### WHAT YOU NEED TO DO
Reproduce the data below word for word, from the line containing "Where can you see the floral" through the line containing "<point>797,441</point>", including both of those lines.

■ ■ ■ ■ ■ ■ ■

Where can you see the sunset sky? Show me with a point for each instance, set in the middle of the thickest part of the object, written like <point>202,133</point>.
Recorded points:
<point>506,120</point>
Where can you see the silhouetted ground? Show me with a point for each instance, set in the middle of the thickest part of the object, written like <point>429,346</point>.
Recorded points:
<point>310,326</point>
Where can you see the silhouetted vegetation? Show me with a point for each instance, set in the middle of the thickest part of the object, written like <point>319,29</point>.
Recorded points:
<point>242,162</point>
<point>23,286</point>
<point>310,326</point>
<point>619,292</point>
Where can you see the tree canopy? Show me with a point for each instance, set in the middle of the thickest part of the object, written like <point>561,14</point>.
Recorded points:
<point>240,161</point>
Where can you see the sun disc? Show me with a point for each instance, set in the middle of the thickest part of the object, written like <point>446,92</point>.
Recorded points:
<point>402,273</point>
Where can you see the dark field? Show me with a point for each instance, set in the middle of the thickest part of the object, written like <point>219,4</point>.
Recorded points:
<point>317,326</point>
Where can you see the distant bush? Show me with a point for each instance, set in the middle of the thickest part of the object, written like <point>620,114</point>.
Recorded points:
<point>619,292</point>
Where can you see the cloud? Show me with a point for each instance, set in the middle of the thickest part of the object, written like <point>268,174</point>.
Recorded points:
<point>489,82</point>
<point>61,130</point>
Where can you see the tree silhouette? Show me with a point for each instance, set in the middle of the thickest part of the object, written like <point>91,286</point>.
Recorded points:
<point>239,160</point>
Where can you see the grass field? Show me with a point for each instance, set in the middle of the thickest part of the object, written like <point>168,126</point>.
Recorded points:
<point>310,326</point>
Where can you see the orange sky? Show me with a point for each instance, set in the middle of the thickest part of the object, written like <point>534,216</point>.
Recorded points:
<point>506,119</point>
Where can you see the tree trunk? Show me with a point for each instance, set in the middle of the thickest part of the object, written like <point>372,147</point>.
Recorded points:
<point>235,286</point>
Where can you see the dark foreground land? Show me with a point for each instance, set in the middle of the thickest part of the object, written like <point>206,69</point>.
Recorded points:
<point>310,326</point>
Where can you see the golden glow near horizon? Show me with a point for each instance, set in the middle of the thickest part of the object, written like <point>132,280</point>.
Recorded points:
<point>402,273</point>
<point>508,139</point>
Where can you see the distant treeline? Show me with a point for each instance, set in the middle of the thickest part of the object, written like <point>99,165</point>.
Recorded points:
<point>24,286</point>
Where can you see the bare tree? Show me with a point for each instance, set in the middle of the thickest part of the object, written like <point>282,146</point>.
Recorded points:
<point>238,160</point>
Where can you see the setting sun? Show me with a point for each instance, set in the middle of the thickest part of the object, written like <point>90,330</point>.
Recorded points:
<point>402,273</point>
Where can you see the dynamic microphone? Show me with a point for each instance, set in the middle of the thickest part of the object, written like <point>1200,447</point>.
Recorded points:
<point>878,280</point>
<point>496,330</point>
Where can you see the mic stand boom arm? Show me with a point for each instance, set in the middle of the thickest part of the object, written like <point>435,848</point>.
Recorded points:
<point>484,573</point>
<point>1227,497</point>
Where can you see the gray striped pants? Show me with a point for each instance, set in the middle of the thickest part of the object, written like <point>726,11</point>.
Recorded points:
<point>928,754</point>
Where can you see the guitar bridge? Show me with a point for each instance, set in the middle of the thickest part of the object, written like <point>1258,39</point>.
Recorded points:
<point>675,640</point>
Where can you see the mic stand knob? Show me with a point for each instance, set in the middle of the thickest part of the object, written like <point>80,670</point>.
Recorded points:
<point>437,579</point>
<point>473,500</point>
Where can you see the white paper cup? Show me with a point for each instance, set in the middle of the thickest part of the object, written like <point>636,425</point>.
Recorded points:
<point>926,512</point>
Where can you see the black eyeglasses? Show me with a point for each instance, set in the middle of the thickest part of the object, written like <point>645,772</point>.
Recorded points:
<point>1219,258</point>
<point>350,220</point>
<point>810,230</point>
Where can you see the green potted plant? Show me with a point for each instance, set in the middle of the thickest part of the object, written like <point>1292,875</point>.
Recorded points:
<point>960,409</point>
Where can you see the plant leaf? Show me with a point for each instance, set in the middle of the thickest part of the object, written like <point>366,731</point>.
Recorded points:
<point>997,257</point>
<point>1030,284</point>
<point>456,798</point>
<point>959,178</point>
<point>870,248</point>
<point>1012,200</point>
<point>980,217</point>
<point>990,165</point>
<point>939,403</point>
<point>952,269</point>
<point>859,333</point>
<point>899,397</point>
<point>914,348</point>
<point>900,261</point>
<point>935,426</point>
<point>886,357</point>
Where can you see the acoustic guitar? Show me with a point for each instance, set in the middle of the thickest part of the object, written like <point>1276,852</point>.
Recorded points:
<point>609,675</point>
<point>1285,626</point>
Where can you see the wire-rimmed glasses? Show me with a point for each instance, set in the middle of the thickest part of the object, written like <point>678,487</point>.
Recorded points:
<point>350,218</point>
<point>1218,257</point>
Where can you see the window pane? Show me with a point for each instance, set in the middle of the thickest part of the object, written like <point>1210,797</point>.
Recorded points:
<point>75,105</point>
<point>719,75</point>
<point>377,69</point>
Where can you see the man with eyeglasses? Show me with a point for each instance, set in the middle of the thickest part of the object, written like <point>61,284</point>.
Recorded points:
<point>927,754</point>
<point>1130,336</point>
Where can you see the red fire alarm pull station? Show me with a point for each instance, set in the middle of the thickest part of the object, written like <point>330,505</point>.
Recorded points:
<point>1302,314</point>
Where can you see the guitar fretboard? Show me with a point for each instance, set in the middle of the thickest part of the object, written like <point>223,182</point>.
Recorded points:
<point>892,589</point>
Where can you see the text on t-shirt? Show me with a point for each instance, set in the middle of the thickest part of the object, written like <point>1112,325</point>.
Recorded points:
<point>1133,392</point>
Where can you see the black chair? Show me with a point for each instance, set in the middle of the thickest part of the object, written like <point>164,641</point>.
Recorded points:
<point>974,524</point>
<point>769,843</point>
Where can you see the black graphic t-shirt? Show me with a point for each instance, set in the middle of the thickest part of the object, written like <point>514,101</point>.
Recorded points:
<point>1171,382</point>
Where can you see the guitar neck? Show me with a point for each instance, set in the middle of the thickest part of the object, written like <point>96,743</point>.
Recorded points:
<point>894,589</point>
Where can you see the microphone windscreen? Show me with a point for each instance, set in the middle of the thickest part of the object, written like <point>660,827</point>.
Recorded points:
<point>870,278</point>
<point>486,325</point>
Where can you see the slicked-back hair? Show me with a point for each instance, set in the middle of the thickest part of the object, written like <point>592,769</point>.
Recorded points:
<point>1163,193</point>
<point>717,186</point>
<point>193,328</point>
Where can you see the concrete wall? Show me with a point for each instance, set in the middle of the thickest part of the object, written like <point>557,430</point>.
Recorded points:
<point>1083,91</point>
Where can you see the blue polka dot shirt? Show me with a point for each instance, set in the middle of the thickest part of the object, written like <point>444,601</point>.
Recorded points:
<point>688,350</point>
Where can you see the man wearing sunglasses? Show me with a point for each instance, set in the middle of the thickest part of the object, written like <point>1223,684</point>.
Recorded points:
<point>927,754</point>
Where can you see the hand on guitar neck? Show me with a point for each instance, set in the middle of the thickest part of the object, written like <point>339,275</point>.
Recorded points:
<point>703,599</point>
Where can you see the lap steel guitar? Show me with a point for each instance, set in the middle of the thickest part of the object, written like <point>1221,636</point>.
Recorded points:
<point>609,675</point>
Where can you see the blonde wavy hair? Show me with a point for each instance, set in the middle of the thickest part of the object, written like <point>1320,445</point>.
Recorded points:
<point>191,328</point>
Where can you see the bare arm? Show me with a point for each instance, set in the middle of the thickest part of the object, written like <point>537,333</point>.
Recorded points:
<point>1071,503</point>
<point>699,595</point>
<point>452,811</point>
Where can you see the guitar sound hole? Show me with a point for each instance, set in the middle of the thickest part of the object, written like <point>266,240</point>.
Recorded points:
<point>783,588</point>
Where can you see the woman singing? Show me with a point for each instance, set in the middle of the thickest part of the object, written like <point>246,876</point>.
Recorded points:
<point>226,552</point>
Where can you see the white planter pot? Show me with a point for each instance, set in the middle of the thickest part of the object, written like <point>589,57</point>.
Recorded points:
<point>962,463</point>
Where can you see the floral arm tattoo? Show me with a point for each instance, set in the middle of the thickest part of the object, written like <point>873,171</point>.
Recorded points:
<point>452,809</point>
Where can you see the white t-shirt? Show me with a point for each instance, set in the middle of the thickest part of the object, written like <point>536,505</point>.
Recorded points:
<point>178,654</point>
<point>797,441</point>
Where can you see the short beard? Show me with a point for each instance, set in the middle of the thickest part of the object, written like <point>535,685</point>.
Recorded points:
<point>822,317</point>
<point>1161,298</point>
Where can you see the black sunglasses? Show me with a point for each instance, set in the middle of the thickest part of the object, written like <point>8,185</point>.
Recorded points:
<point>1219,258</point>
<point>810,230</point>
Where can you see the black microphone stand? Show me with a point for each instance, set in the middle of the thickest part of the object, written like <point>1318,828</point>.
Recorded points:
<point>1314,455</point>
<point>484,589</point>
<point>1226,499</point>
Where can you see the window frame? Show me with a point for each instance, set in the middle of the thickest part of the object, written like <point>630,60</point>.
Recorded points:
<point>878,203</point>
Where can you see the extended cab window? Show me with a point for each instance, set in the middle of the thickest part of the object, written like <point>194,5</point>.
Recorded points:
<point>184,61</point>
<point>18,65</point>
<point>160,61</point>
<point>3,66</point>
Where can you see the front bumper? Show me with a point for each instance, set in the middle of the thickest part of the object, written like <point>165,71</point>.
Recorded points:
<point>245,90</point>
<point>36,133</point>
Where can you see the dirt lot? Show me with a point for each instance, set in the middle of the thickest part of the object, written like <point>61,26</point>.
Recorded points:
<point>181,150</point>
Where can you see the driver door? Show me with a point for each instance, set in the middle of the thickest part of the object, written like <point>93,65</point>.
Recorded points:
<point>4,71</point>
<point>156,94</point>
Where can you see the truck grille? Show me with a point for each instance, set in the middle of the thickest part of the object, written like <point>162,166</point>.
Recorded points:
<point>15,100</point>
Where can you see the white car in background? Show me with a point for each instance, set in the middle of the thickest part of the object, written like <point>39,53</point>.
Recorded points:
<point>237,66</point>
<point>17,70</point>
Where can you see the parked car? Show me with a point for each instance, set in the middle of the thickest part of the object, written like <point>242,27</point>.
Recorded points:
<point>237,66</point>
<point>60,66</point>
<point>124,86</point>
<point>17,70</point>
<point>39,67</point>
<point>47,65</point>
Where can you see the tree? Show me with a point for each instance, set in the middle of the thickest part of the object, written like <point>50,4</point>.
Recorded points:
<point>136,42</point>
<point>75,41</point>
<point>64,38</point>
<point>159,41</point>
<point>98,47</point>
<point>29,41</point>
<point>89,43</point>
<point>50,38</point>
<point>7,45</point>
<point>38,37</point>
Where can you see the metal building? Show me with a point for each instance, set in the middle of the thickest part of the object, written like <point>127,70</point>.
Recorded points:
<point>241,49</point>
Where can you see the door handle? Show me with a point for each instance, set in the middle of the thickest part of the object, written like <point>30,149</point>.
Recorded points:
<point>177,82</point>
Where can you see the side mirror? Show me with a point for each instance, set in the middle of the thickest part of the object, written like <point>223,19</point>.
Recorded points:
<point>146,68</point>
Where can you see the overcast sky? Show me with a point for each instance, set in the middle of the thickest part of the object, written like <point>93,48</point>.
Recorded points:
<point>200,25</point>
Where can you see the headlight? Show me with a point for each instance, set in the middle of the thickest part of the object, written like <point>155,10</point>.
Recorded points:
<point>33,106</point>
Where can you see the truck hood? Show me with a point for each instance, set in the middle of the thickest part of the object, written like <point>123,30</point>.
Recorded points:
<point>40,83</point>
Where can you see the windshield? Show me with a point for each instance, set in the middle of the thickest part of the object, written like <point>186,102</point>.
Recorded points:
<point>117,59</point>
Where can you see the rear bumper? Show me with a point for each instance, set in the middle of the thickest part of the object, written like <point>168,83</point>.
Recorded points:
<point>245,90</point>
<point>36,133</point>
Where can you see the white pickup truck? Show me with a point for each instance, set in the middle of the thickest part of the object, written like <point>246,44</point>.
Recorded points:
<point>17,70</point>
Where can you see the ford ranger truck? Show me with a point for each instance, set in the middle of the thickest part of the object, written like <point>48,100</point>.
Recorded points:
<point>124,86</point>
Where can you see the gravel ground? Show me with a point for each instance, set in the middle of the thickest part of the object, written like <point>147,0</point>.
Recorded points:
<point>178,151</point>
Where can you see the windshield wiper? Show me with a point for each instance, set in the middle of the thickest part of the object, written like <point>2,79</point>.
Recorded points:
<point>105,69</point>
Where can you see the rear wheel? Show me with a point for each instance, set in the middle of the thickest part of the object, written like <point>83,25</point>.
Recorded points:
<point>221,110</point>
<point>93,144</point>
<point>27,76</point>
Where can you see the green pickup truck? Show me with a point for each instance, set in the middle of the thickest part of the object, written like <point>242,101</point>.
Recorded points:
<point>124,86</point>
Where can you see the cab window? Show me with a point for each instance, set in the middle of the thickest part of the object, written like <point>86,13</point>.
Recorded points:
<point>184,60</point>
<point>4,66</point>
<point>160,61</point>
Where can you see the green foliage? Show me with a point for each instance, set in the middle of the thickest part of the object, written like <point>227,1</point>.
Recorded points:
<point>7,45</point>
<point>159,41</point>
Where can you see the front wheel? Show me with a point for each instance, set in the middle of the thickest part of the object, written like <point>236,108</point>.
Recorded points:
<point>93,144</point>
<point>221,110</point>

■ ■ ■ ■ ■ ■ ■

### EXPECTED OUTPUT
Where can you see the floral arm tattoo? Show me with a point for each instance, set in the middle of the thickest part of the object, written like <point>873,171</point>.
Recorded points:
<point>452,809</point>
Where can you see the white t-shirt? Show me with a point for each instance, set in the middle of the thickest part of the object, written like <point>536,505</point>.
Recorded points:
<point>178,654</point>
<point>797,441</point>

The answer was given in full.